#### STATED TASK
Copy out, unchanged, the part of the data below that opens with the line containing "Trace the outline of every instance of the landing" and runs through to the end, including both that line and the final one.

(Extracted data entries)
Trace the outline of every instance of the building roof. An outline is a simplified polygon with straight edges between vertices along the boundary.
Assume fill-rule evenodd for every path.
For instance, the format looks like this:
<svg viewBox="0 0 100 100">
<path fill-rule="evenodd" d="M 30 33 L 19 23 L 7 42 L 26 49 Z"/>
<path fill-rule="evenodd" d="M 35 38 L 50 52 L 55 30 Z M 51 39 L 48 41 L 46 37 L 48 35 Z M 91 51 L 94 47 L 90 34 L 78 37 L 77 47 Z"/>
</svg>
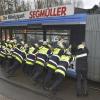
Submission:
<svg viewBox="0 0 100 100">
<path fill-rule="evenodd" d="M 86 16 L 87 16 L 86 14 L 75 14 L 75 15 L 59 16 L 59 17 L 24 19 L 16 21 L 2 21 L 0 22 L 0 27 L 27 26 L 31 24 L 42 24 L 42 25 L 86 24 Z"/>
</svg>

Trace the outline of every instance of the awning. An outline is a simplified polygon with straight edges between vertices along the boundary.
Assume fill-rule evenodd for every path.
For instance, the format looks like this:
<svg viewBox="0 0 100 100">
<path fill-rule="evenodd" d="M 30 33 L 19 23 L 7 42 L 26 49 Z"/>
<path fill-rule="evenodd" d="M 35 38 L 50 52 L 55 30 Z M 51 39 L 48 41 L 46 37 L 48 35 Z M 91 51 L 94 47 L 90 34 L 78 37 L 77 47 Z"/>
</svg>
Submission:
<svg viewBox="0 0 100 100">
<path fill-rule="evenodd" d="M 70 16 L 3 21 L 0 22 L 0 27 L 27 26 L 31 24 L 41 24 L 41 25 L 86 24 L 86 17 L 87 17 L 86 14 L 75 14 Z"/>
</svg>

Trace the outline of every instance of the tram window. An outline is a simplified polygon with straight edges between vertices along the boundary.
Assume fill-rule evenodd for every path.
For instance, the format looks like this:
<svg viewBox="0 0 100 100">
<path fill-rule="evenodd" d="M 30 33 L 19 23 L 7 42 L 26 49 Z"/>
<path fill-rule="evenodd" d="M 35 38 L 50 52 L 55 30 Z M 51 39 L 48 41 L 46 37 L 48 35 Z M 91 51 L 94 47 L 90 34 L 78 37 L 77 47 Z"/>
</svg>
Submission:
<svg viewBox="0 0 100 100">
<path fill-rule="evenodd" d="M 43 30 L 27 30 L 27 42 L 28 43 L 41 43 L 43 42 Z"/>
<path fill-rule="evenodd" d="M 59 39 L 64 40 L 65 46 L 70 43 L 70 31 L 69 30 L 48 30 L 47 31 L 47 41 L 51 44 L 56 44 Z"/>
<path fill-rule="evenodd" d="M 41 33 L 27 34 L 27 42 L 28 43 L 43 42 L 43 34 L 41 34 Z"/>
</svg>

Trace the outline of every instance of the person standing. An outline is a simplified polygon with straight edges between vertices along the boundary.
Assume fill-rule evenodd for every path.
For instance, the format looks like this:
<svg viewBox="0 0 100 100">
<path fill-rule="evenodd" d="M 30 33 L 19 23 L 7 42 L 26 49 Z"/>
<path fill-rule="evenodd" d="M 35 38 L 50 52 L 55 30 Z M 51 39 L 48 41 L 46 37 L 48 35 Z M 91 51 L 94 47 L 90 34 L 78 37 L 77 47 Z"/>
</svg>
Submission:
<svg viewBox="0 0 100 100">
<path fill-rule="evenodd" d="M 87 72 L 88 72 L 88 49 L 85 42 L 78 45 L 75 50 L 76 58 L 76 78 L 77 78 L 77 96 L 87 96 Z"/>
</svg>

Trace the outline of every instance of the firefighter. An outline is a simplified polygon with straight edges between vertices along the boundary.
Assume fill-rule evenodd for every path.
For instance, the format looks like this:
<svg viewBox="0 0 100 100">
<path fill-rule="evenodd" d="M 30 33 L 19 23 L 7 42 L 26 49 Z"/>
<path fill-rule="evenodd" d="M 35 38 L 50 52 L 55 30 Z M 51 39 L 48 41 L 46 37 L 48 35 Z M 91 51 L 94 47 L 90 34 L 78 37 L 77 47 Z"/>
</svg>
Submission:
<svg viewBox="0 0 100 100">
<path fill-rule="evenodd" d="M 12 51 L 13 51 L 13 41 L 10 40 L 6 47 L 6 57 L 7 57 L 6 58 L 7 62 L 5 65 L 6 70 L 8 69 L 8 67 L 12 65 L 12 62 L 13 62 Z"/>
<path fill-rule="evenodd" d="M 58 86 L 62 83 L 62 81 L 66 77 L 67 69 L 69 67 L 69 63 L 71 61 L 71 53 L 68 51 L 65 52 L 61 57 L 57 69 L 55 70 L 55 79 L 50 86 L 49 90 L 57 90 Z"/>
<path fill-rule="evenodd" d="M 55 73 L 55 70 L 57 69 L 57 66 L 59 64 L 60 56 L 64 54 L 64 46 L 62 43 L 58 42 L 57 47 L 54 48 L 52 56 L 49 58 L 49 61 L 47 62 L 46 68 L 47 68 L 47 74 L 43 82 L 43 88 L 48 89 L 49 83 Z"/>
<path fill-rule="evenodd" d="M 35 55 L 36 52 L 37 52 L 37 49 L 36 49 L 35 45 L 31 45 L 29 47 L 29 51 L 28 51 L 25 66 L 24 66 L 24 73 L 26 73 L 29 76 L 32 76 L 34 62 L 36 59 L 36 55 Z"/>
<path fill-rule="evenodd" d="M 88 72 L 88 49 L 85 43 L 78 45 L 75 51 L 76 58 L 76 74 L 77 74 L 77 96 L 87 96 L 87 72 Z"/>
<path fill-rule="evenodd" d="M 5 43 L 2 41 L 0 44 L 0 65 L 3 67 L 6 58 Z"/>
<path fill-rule="evenodd" d="M 13 65 L 8 69 L 7 73 L 8 77 L 13 76 L 16 70 L 21 67 L 23 60 L 26 58 L 26 53 L 24 49 L 21 49 L 21 45 L 18 44 L 12 53 L 12 57 L 14 59 Z"/>
<path fill-rule="evenodd" d="M 48 60 L 48 56 L 51 54 L 51 50 L 50 48 L 48 47 L 47 45 L 47 42 L 44 41 L 43 42 L 43 45 L 39 47 L 39 50 L 37 52 L 37 57 L 36 57 L 36 62 L 35 62 L 35 65 L 34 65 L 34 69 L 33 69 L 33 80 L 36 82 L 36 81 L 39 81 L 39 76 L 42 74 L 42 72 L 44 71 L 45 69 L 45 64 Z"/>
</svg>

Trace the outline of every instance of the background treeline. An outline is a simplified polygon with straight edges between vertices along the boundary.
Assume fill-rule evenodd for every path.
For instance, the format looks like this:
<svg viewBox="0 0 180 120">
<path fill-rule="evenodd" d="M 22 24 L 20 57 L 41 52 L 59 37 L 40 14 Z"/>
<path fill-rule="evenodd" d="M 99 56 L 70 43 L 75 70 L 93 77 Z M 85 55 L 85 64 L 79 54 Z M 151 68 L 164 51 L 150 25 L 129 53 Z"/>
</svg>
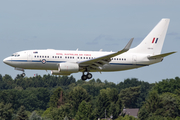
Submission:
<svg viewBox="0 0 180 120">
<path fill-rule="evenodd" d="M 122 81 L 122 80 L 119 80 Z M 77 80 L 67 76 L 0 75 L 0 119 L 93 120 L 140 108 L 140 120 L 180 119 L 180 78 L 150 84 L 136 78 L 115 84 L 107 80 Z"/>
</svg>

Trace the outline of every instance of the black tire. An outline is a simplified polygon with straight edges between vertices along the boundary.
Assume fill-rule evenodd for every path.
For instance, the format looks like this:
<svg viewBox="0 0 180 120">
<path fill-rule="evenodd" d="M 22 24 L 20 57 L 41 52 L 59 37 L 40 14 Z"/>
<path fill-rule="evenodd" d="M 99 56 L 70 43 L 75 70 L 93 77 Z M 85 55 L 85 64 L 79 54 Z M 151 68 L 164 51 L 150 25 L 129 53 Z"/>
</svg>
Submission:
<svg viewBox="0 0 180 120">
<path fill-rule="evenodd" d="M 87 76 L 86 76 L 86 75 L 82 75 L 82 76 L 81 76 L 81 79 L 82 79 L 83 81 L 85 81 L 85 80 L 87 80 Z"/>
<path fill-rule="evenodd" d="M 26 74 L 25 73 L 22 73 L 21 76 L 24 77 Z"/>
<path fill-rule="evenodd" d="M 88 73 L 87 74 L 87 79 L 91 79 L 92 78 L 92 74 L 91 73 Z"/>
</svg>

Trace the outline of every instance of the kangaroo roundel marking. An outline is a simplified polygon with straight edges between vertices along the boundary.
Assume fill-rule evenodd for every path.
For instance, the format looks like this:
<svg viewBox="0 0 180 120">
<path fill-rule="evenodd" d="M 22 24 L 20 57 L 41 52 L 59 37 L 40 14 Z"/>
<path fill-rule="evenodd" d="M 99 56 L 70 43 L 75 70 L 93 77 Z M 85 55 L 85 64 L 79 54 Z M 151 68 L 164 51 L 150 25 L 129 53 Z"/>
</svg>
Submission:
<svg viewBox="0 0 180 120">
<path fill-rule="evenodd" d="M 42 59 L 42 64 L 45 64 L 46 63 L 46 60 L 45 59 Z"/>
</svg>

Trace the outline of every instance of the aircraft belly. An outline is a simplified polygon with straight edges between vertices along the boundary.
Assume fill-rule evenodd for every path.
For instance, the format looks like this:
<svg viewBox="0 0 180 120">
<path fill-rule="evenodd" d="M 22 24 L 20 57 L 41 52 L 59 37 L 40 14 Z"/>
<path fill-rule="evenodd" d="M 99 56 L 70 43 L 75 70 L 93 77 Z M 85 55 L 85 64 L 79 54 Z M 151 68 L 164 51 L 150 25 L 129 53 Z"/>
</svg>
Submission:
<svg viewBox="0 0 180 120">
<path fill-rule="evenodd" d="M 41 63 L 41 62 L 14 62 L 13 67 L 23 69 L 40 69 L 40 70 L 57 70 L 58 65 L 56 63 Z"/>
</svg>

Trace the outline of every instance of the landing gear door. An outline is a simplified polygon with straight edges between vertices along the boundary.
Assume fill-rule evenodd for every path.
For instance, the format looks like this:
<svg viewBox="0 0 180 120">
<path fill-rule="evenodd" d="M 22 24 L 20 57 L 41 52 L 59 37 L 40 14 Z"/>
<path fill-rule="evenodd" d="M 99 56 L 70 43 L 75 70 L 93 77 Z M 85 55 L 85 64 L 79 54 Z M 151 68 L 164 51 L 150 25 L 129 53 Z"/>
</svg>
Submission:
<svg viewBox="0 0 180 120">
<path fill-rule="evenodd" d="M 32 54 L 31 54 L 31 52 L 27 52 L 27 61 L 28 62 L 32 61 Z"/>
</svg>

#### SOLUTION
Trace the outline of every instance of the landing gear door. An outline is a simplified polygon with straight edges between vertices along the boundary.
Assume fill-rule evenodd for every path.
For instance, the format looks like this:
<svg viewBox="0 0 180 120">
<path fill-rule="evenodd" d="M 22 24 L 20 57 L 41 52 L 59 37 L 40 14 Z"/>
<path fill-rule="evenodd" d="M 99 56 L 70 43 L 75 70 L 93 77 Z M 85 55 L 85 64 L 79 54 Z M 151 68 L 164 51 L 150 25 L 129 53 Z"/>
</svg>
Submission:
<svg viewBox="0 0 180 120">
<path fill-rule="evenodd" d="M 32 54 L 31 54 L 31 52 L 27 52 L 27 61 L 28 62 L 32 61 Z"/>
</svg>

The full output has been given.